→ **Data**
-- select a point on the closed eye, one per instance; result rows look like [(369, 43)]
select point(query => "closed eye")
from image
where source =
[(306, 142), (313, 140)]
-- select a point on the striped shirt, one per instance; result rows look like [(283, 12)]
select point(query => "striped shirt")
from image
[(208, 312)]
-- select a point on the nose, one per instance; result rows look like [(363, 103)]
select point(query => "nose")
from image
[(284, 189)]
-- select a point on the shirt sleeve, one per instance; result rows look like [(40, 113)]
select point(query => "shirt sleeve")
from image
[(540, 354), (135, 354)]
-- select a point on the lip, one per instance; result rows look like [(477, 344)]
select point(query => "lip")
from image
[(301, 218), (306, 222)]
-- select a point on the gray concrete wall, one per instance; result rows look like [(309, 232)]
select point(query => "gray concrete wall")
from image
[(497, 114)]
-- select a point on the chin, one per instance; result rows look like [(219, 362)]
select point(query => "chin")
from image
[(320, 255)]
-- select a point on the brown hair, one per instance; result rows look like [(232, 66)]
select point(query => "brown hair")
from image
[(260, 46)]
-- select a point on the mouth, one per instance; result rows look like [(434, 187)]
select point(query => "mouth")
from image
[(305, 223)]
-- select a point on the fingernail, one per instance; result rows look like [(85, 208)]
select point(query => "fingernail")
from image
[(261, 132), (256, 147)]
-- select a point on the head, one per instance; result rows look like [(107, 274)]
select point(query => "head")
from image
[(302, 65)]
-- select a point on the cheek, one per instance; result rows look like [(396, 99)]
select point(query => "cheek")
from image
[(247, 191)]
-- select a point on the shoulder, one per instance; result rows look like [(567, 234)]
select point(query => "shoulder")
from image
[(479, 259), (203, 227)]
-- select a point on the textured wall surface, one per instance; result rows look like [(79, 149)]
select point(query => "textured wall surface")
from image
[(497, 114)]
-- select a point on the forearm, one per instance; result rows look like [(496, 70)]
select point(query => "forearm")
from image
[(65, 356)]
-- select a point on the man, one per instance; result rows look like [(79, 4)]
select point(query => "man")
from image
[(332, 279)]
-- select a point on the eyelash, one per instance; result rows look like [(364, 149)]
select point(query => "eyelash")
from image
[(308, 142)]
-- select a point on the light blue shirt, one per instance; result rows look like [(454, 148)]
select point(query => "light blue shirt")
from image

...

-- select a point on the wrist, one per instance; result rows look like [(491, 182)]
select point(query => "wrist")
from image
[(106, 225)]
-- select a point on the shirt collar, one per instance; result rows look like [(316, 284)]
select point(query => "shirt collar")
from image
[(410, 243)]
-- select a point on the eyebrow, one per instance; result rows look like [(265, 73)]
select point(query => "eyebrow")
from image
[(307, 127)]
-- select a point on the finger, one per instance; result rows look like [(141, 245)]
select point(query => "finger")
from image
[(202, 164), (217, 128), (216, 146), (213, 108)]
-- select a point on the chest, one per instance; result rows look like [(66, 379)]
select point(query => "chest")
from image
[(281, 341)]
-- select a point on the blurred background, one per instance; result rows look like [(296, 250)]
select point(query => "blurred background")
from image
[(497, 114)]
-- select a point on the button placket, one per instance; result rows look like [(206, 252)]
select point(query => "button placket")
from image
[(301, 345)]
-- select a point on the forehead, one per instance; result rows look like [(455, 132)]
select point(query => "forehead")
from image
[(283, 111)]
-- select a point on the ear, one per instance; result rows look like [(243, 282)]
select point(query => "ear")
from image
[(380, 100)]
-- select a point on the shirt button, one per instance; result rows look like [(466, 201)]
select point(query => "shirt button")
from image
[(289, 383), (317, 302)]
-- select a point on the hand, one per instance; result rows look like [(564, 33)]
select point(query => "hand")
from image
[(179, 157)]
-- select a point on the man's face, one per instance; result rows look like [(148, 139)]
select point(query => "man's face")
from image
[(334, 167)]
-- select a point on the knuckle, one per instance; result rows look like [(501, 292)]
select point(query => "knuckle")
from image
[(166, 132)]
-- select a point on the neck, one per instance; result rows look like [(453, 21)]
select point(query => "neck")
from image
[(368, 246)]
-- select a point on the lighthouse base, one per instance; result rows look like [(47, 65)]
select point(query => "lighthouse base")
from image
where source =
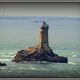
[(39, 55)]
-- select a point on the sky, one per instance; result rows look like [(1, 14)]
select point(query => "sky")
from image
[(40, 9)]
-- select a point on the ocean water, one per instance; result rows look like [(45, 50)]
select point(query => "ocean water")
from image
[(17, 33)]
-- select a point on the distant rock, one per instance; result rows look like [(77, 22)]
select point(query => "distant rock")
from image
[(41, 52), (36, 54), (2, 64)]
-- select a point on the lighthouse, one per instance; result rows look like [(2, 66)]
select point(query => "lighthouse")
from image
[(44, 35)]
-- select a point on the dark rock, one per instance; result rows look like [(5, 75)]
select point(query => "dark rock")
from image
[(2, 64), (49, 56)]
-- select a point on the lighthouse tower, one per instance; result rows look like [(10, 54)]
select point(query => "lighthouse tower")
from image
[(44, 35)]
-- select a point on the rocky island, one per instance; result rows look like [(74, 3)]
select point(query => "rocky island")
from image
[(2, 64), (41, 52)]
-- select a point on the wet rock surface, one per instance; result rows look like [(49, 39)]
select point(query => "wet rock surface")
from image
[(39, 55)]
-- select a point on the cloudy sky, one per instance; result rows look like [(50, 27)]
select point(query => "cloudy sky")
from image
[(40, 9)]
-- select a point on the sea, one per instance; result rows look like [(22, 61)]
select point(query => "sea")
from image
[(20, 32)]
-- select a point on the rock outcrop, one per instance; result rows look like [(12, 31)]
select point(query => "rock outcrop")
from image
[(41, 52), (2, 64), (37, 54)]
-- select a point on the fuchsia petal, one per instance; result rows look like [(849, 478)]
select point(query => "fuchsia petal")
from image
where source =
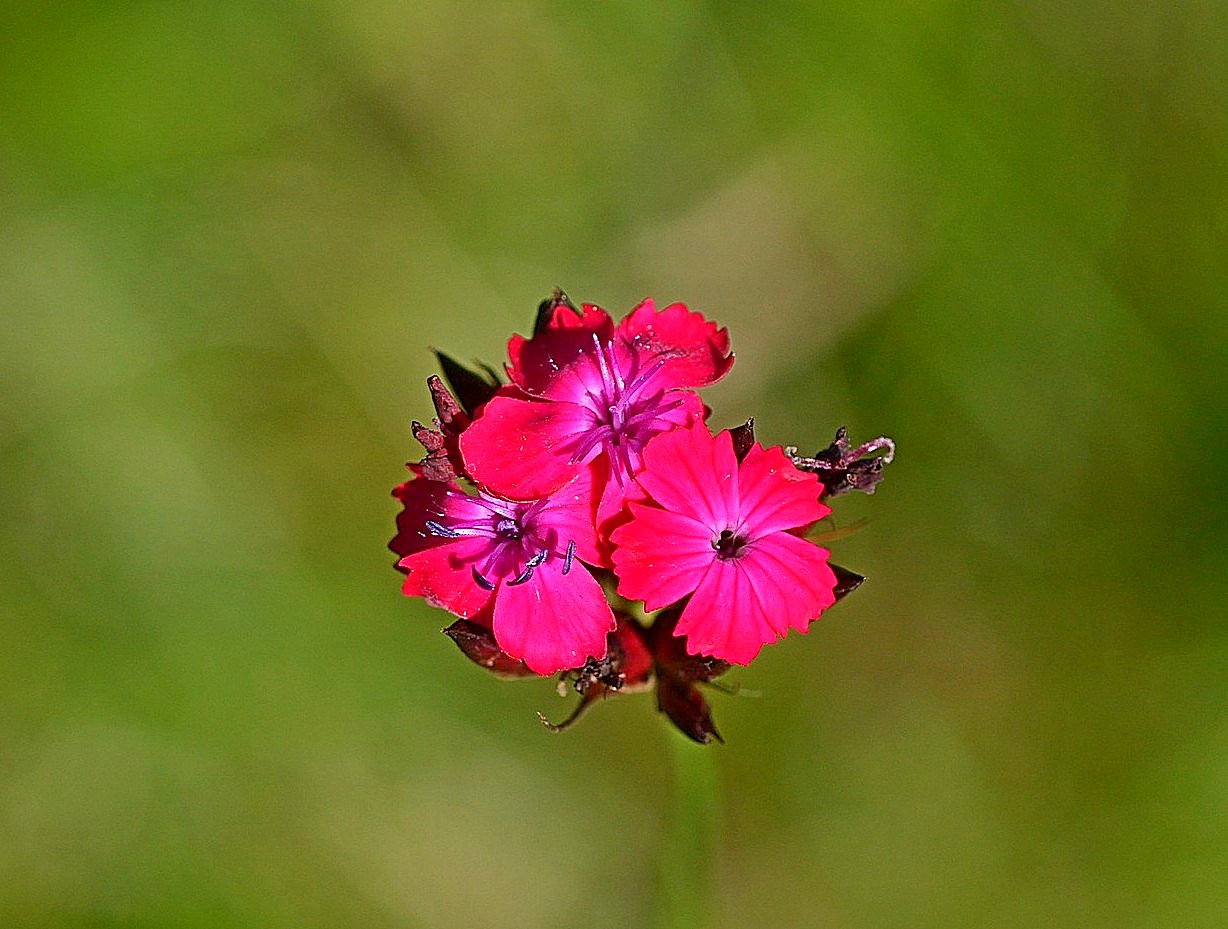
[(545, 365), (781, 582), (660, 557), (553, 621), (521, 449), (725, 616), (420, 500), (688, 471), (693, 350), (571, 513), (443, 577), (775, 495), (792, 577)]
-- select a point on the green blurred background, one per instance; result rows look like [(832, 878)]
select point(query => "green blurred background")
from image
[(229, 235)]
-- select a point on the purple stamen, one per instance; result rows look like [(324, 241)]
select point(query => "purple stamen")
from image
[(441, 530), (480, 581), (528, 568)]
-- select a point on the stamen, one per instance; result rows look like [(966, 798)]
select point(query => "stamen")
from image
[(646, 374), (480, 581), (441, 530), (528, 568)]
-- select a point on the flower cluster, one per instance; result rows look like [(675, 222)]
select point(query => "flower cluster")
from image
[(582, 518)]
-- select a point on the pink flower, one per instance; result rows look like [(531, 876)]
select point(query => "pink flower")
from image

==

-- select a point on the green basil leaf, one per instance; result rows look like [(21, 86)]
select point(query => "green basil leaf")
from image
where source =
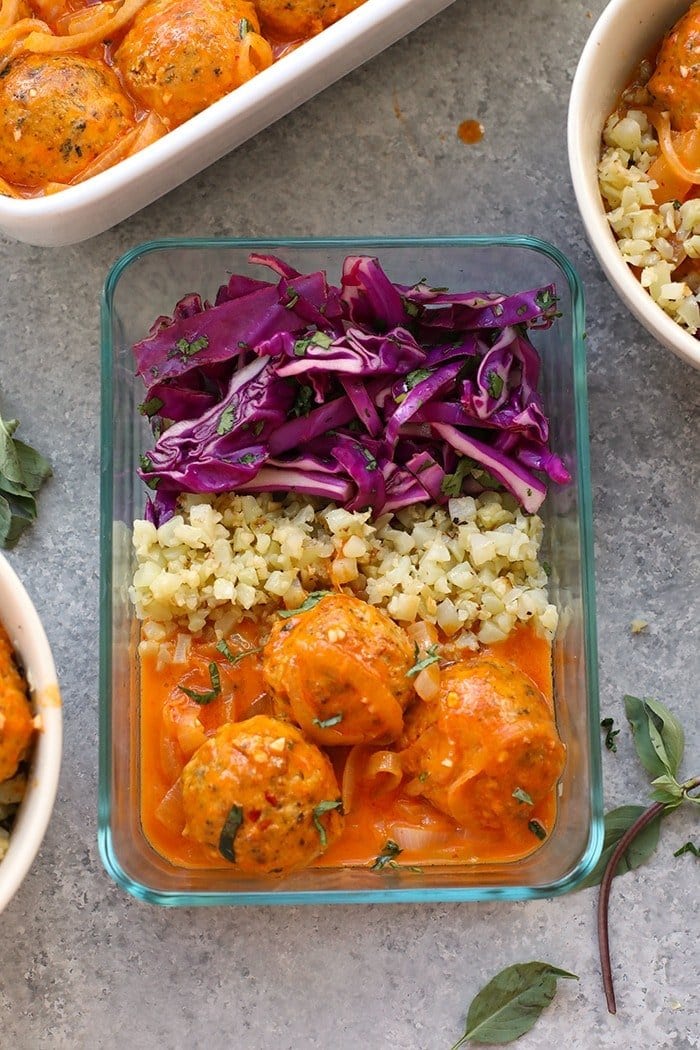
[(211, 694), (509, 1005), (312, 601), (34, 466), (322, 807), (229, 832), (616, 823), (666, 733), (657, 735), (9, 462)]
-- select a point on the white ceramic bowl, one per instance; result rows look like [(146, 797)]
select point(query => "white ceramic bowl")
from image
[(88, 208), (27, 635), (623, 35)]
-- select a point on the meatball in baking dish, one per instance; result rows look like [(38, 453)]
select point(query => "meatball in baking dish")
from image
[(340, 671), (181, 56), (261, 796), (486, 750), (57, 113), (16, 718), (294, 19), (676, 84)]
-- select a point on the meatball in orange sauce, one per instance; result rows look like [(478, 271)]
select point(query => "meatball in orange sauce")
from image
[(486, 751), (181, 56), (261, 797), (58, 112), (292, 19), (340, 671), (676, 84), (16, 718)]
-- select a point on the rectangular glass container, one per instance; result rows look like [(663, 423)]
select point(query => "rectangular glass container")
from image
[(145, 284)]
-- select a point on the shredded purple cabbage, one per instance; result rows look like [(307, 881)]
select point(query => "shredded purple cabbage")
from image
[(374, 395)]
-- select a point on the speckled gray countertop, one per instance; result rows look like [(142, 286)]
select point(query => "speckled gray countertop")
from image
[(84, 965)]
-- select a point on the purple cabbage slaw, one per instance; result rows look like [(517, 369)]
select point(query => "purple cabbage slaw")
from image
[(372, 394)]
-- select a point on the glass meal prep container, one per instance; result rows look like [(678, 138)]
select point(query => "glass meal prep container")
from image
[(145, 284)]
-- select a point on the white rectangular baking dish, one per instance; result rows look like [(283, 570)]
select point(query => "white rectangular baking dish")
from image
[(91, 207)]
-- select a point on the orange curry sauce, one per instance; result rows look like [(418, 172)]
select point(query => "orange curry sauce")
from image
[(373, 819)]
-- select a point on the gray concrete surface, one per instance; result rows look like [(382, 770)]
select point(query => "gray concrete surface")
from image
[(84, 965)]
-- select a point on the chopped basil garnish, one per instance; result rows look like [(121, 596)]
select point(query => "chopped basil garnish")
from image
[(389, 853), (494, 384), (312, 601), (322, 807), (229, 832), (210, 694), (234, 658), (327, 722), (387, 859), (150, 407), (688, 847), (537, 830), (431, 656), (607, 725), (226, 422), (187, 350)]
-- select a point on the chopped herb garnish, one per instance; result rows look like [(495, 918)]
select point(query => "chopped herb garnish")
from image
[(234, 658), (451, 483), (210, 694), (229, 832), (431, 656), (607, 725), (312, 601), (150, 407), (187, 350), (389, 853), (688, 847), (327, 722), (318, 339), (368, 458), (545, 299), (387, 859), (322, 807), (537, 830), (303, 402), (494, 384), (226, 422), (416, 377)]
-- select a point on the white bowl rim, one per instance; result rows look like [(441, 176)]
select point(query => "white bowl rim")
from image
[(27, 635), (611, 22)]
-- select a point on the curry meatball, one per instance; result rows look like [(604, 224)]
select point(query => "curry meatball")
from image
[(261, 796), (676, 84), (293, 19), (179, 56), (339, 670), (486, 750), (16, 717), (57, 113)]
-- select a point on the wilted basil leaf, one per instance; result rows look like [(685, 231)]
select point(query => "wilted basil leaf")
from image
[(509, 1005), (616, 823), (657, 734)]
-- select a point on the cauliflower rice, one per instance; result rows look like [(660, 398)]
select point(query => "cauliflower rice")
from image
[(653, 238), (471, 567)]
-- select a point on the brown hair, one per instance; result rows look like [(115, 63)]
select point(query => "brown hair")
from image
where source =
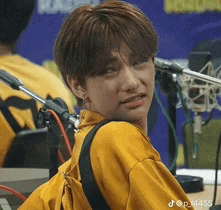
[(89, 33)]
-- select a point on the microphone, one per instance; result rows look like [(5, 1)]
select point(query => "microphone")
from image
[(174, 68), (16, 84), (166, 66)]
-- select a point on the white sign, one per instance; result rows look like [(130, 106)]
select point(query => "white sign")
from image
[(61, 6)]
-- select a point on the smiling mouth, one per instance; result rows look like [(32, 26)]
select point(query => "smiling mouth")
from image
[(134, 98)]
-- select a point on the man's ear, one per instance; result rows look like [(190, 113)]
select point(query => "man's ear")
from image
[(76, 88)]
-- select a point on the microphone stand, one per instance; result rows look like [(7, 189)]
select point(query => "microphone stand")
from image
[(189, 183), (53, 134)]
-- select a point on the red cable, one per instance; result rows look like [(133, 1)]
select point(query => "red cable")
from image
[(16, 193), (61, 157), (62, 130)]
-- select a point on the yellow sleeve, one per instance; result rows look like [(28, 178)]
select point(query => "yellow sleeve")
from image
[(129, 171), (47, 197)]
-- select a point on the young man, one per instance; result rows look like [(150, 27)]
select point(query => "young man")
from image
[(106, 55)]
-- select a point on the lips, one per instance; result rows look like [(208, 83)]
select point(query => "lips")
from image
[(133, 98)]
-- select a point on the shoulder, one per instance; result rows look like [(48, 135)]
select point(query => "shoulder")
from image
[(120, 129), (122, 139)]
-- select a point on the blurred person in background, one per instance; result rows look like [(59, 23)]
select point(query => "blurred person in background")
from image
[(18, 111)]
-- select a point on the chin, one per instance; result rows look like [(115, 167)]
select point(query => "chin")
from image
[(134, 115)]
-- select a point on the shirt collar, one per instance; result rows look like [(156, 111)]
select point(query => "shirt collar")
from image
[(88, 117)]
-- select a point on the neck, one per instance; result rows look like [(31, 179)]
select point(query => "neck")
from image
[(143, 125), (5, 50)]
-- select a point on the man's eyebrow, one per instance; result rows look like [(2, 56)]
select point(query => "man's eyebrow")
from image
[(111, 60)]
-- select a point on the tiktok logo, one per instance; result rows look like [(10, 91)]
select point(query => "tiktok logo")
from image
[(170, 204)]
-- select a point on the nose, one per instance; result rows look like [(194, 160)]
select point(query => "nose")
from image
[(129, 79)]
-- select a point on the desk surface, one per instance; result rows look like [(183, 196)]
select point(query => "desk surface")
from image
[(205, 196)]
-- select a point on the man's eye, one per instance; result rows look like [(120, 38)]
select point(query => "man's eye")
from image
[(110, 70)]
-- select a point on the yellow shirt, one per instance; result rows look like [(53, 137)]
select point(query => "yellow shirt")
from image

→ **Exercise directions**
From the entries above, show each line that includes the string "striped".

→ **Response area**
-- select a point on the striped shirt, one per instance; result rows look like [(283, 12)]
select point(query => "striped shirt")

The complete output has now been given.